=== Directions ===
Images should be left out, and everything else in the listing reproduced exactly.

=== Entries provided ===
####

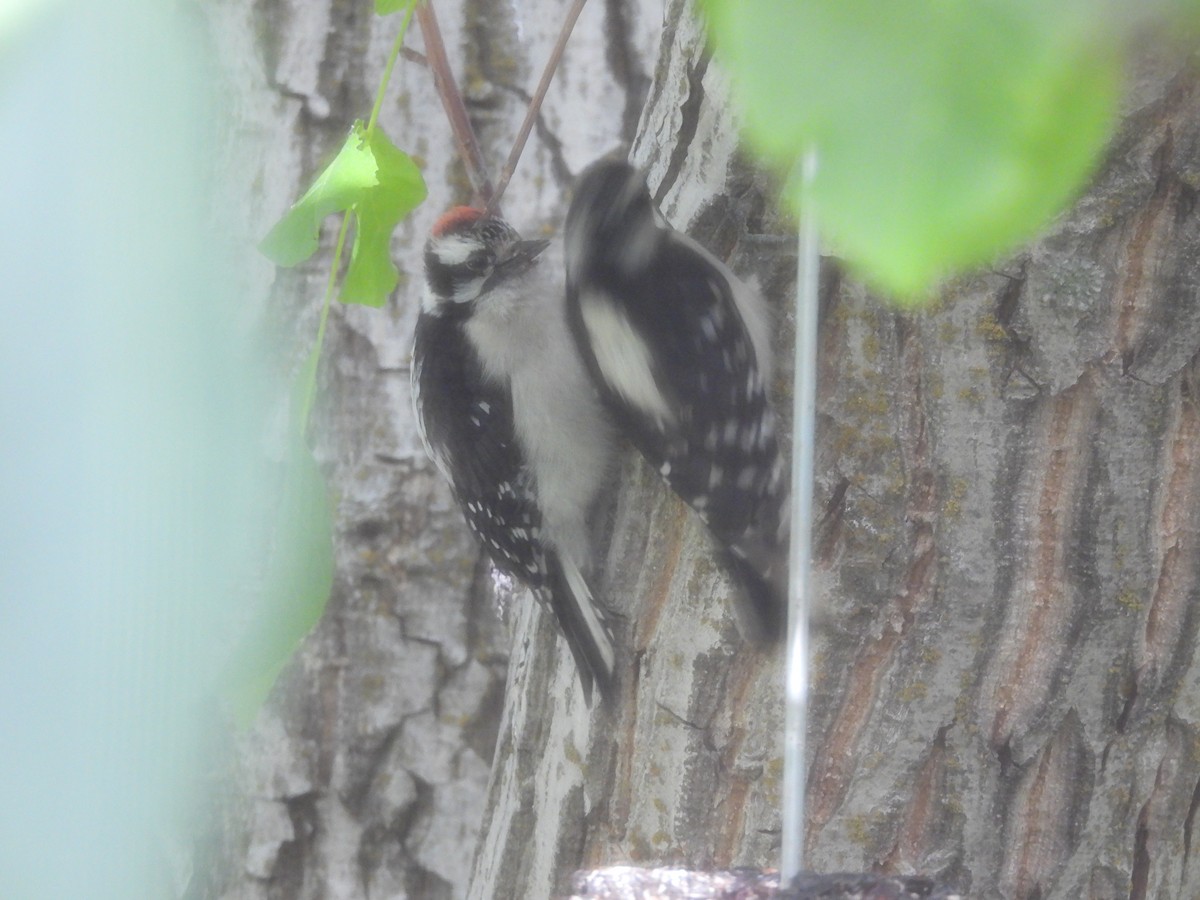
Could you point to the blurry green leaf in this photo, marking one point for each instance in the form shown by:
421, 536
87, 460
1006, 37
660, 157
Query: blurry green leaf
372, 276
947, 130
299, 571
342, 184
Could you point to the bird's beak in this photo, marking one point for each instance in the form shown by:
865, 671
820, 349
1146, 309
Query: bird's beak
517, 258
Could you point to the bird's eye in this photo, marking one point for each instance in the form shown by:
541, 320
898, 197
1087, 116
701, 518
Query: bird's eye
481, 261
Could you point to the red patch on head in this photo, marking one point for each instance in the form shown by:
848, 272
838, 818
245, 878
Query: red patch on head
456, 217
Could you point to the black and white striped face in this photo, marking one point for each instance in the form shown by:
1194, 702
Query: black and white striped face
461, 255
467, 253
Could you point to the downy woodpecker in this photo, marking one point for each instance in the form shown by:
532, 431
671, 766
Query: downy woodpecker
679, 351
507, 412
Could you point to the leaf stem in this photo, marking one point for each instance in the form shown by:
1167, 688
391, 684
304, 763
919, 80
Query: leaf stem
391, 64
310, 389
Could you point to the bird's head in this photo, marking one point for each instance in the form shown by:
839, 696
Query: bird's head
468, 253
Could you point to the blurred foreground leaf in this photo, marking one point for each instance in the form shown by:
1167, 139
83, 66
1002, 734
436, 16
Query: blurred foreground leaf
947, 130
299, 571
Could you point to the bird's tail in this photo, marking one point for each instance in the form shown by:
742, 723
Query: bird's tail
583, 623
759, 565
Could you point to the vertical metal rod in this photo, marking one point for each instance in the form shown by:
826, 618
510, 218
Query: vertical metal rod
801, 562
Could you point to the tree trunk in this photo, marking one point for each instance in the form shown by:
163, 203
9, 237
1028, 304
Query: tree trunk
366, 772
1006, 693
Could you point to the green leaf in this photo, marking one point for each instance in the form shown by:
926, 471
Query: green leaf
385, 7
342, 184
372, 276
947, 130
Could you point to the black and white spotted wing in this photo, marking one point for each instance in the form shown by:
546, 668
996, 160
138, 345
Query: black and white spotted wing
661, 333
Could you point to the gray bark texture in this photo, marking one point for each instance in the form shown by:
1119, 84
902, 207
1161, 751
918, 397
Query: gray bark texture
1008, 549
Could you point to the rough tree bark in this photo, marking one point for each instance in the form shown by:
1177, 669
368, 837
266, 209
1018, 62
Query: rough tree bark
1006, 685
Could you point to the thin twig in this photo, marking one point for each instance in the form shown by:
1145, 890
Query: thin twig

####

=== Solution to this exercise ===
Could you point to the blurry green leaf in this photo, marking one point for each instance in the form shown by:
421, 536
87, 460
1006, 37
660, 157
Query: blurry green leaf
372, 276
947, 130
299, 571
342, 184
Could you point to the bird's beak in this photo, marking one point for each instance in the form shown by:
865, 671
820, 349
1146, 309
Query: bird's beak
517, 258
Could you point to the bird's eye in this photo, marking one point for each instance in the form shown by:
541, 320
898, 197
1087, 116
701, 518
Query: bird's eye
481, 261
Could you point to the red patch on head in this photo, marking one point for each instance in the form shown by:
848, 272
838, 818
245, 878
Query: red patch on head
456, 217
Could you point to the black and white striped face in this photo, marking one point for each instance in the form shown by:
1194, 702
Query: black and white striped face
461, 255
467, 253
Could you point to the downy woodpecker in this photo, marking one point for each instance in the form shown by:
532, 431
671, 766
Query: downy woodpecker
679, 351
507, 412
Could you point to the leaf stem in this photo, marking one point for each instance in the form shown by:
1167, 688
391, 684
304, 763
919, 80
Query: leaf stem
391, 64
310, 389
Could you point to the bird's head in this photo, marking one point for each instance in the form shown by:
839, 696
Query: bird's head
468, 253
Could you point to the blurred foreground leaf in this photo, marking one point for each instance in the form shown by:
1167, 139
83, 66
1002, 734
436, 16
Query: blurred foreground leaf
947, 130
299, 571
Could you point to the bird's tail in this photo, marking one point for each instance in the form shown by:
742, 723
Query: bird's tail
583, 623
759, 565
Could you point to the vertical metal rod in this photo, marking one point for each instance in the form shown by:
826, 618
510, 218
Query: vertical metal rod
801, 562
Could you point to the tree trunk in this photo, marking one point for each instance in the form shown by:
163, 203
9, 237
1028, 304
Query: tree trunk
366, 772
1006, 693
Could you point to the green leaf in this photo, marking one point for each instance in the form shown by:
926, 471
Query: green leaf
385, 7
342, 184
372, 276
947, 130
Could you point to the black and white spotted wing in this photo, marking one point for each instance in the form shown by:
546, 668
996, 160
138, 345
Query: black and white spotted wing
661, 333
Could you point to the gray bark texture in this photo, marking one point for each instance in the form shown by:
1119, 84
902, 207
1161, 751
918, 397
Query: gray bark texture
1008, 549
Could you point to the rough tree bark in this photo, marking one point for each instance in the form shown by:
1177, 669
368, 837
266, 209
1018, 62
Query: rough tree bark
1006, 685
Could you point to the thin twig in this photo, marking one point for each instance in the form shown by:
1145, 890
Query: thin twig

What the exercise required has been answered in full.